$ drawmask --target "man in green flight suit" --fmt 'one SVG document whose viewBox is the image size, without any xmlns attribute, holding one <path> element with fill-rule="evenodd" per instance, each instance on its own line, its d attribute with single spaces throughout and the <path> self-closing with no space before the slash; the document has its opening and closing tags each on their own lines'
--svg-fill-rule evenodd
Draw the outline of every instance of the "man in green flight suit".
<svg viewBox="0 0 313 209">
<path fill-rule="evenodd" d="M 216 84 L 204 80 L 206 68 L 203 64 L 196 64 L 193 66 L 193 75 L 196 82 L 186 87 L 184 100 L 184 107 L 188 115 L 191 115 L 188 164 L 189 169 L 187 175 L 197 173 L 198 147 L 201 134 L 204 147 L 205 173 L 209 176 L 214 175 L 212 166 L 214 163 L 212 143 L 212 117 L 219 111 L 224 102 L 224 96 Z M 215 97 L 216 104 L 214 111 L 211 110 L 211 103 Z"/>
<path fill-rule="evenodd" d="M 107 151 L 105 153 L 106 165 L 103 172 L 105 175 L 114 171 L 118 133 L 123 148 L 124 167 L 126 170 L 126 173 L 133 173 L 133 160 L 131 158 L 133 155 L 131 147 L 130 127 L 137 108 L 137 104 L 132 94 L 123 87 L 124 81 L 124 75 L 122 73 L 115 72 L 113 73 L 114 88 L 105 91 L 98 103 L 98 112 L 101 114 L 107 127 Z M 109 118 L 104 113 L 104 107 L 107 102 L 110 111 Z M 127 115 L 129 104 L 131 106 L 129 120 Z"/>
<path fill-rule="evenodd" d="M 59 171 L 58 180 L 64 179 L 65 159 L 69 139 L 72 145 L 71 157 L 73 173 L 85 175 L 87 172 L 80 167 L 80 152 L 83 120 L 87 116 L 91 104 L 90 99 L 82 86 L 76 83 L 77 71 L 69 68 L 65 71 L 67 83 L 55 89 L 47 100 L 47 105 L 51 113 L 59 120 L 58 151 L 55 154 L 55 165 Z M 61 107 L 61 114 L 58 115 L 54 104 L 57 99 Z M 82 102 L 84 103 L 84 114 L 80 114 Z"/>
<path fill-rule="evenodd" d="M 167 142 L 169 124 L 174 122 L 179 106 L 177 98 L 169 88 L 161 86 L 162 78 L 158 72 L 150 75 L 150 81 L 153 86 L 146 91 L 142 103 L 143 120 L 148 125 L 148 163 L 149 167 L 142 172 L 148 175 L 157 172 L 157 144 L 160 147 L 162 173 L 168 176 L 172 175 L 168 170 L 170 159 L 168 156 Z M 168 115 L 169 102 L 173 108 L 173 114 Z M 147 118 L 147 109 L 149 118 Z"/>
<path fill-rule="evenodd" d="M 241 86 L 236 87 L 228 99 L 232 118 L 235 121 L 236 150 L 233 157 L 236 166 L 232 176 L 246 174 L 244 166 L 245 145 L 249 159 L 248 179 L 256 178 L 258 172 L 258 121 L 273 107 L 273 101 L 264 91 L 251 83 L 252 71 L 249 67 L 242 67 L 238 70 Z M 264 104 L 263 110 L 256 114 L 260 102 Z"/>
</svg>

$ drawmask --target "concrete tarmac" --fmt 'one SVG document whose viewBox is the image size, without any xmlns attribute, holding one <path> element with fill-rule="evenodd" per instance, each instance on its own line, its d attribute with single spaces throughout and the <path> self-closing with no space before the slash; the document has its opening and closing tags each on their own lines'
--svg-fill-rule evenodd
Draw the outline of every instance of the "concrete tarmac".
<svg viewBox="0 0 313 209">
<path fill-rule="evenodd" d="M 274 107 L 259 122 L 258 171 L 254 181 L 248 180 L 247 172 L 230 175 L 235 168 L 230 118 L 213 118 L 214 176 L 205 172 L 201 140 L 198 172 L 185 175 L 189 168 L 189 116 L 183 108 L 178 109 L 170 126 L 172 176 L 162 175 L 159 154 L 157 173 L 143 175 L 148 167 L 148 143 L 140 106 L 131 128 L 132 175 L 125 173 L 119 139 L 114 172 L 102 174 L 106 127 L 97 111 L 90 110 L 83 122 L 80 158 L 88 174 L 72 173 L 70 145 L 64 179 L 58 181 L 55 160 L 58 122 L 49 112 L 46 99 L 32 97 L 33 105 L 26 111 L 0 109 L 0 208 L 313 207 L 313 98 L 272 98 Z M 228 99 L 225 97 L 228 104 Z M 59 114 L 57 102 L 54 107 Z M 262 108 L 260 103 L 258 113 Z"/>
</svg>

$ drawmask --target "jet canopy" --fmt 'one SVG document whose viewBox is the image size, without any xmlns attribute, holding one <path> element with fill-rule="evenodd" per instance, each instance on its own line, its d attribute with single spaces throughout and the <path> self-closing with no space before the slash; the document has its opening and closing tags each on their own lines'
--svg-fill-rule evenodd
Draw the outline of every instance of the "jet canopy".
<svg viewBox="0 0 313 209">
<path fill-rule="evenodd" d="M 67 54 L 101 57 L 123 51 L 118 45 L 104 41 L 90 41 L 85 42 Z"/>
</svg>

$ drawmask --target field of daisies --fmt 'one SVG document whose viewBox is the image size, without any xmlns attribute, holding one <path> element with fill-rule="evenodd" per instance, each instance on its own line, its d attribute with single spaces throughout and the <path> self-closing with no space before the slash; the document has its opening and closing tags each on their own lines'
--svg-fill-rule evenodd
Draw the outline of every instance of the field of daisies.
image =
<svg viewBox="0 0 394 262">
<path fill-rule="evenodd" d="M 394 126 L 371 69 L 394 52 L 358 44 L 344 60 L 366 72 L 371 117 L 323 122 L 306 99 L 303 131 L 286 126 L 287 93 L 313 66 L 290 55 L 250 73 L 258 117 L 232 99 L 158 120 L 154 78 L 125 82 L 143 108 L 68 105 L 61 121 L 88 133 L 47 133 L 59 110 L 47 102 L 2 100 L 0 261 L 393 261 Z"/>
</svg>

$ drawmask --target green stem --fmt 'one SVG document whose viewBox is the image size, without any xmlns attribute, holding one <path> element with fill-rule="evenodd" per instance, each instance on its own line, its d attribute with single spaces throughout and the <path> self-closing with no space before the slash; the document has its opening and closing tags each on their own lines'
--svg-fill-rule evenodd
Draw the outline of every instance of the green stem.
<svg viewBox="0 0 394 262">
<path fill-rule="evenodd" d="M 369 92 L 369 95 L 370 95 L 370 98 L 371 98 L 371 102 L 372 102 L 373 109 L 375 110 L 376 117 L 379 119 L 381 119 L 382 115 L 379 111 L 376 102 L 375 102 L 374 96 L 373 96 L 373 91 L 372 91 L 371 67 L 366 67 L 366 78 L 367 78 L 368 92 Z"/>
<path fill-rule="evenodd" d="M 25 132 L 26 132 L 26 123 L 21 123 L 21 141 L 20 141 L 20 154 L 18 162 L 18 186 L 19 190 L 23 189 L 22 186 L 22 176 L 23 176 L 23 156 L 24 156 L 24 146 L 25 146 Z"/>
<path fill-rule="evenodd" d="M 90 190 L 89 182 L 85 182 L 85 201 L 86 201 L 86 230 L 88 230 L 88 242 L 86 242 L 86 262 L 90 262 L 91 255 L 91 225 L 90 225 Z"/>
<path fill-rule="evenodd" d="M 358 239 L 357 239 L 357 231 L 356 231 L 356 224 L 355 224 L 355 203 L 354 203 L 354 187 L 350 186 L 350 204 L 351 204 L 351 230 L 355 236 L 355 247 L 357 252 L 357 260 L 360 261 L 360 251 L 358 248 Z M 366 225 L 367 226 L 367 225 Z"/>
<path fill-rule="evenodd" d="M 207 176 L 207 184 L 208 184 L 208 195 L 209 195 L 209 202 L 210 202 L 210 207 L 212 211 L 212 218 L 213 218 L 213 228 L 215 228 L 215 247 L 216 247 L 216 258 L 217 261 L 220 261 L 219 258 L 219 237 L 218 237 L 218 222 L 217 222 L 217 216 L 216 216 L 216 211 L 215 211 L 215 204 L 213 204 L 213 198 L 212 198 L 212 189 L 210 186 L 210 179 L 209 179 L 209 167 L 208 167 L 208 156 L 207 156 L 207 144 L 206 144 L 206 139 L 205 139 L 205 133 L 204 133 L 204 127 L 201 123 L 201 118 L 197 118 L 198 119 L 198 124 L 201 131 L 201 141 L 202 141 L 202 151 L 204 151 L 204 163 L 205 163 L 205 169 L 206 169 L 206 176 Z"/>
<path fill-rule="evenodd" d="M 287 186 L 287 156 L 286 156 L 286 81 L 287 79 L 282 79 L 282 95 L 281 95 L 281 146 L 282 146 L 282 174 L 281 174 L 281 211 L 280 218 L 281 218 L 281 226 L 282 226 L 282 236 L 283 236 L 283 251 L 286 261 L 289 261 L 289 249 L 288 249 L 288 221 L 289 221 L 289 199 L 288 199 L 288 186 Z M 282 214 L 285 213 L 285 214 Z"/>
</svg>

§ Written exercise:
Please collect every line in the listing above that contains the word "outline".

§ Problem solution:
Draw the outline of every instance of the "man in green flight suit".
Draw the outline of every instance of the "concrete tarmac".
Draw the outline of every instance of the "jet canopy".
Draw the outline of every instance of the field of daisies.
Draw the outline of every instance of the green stem.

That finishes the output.